_What is being asked_
Copy out the data below verbatim, leaving out the pictures.

Rows from an object pointing dataset:
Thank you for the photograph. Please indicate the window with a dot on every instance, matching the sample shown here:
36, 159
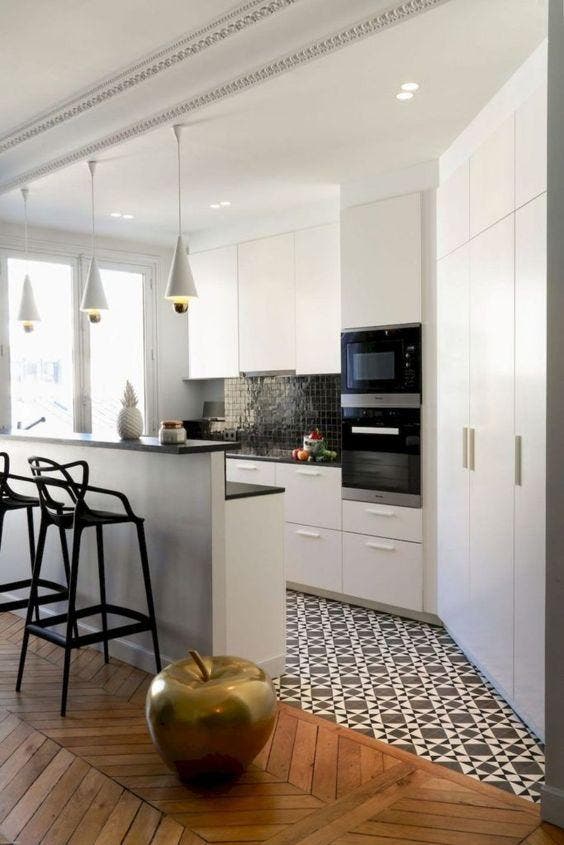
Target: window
41, 363
68, 371
117, 349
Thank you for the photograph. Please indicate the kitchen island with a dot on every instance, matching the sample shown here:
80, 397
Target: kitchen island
216, 556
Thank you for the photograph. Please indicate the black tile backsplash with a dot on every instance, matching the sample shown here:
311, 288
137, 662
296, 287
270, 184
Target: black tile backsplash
272, 413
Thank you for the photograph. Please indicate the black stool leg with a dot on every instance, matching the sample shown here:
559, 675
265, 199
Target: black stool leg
149, 592
102, 577
66, 564
32, 599
31, 535
71, 618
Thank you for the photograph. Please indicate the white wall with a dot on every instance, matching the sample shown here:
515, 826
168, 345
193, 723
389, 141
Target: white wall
175, 399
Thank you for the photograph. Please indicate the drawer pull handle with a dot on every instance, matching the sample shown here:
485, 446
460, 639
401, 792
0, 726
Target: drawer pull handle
377, 512
387, 547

_Output for this exercise_
Thank you for the photograph. Please indicate the window with a dot on every instance, matching the sample shown here:
36, 159
Target: window
41, 363
68, 371
117, 349
Thank you for the photograph. Please indicate the kitchen island with a dot on every instance, matching the sample shown here:
80, 397
Target: kitchen island
216, 556
Thank you for the photograph. Please indicate the black tile backsplash with a dot on every instance, matching the sample shown here:
311, 288
137, 662
296, 287
270, 184
Target: black tile backsplash
272, 413
Thank you for the photograph. Please indicate the black stool leg with a dot on every instance, matching the sample shown here:
559, 675
265, 199
Target: black stool leg
149, 592
102, 577
66, 564
32, 599
31, 535
71, 618
Thank you for the photograph. Please indicate the white wall with a dot on every instance, matching the sample shown here:
515, 826
168, 345
193, 723
389, 141
Target: white wall
175, 399
Thank you for the photograph. Please indicate the drawer pull handle with a dot on every instance, matching the sample shown here:
485, 446
460, 639
401, 792
0, 726
Target: drawer pull handle
377, 512
387, 547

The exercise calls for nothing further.